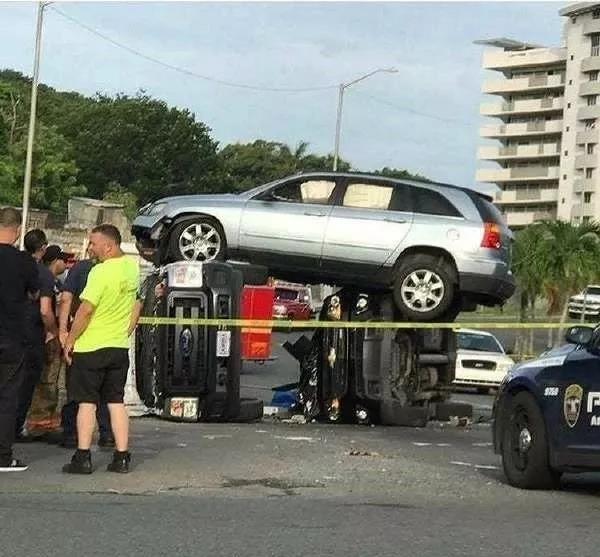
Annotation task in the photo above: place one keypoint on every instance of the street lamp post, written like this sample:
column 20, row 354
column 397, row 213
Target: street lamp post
column 32, row 117
column 338, row 123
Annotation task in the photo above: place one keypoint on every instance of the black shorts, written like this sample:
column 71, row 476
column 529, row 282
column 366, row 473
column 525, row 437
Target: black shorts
column 99, row 376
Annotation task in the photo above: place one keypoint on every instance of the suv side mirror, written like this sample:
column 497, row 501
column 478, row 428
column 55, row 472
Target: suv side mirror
column 579, row 335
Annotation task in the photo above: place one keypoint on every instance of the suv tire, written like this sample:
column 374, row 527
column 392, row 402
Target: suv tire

- - -

Pictures stay out; everything else in the listing above gets repeated exactly.

Annotation task in the photo above: place one keypoint on every instance of the street lamp post, written like this sample:
column 20, row 354
column 397, row 213
Target: street lamp post
column 32, row 117
column 338, row 123
Annotation task in the photo above: place one keypoint on every instance of the black shorts, written like this sample:
column 71, row 476
column 529, row 282
column 366, row 473
column 525, row 437
Target: black shorts
column 99, row 376
Annotation task in the photo above: place one keypoint on every instance of the suv side mirror, written like this sample:
column 497, row 501
column 478, row 428
column 55, row 472
Target: suv side mirror
column 579, row 335
Annotation task in the photo above: place one keypoint on every instance of the suv tire, written like this sample:
column 374, row 527
column 392, row 402
Target: suv tire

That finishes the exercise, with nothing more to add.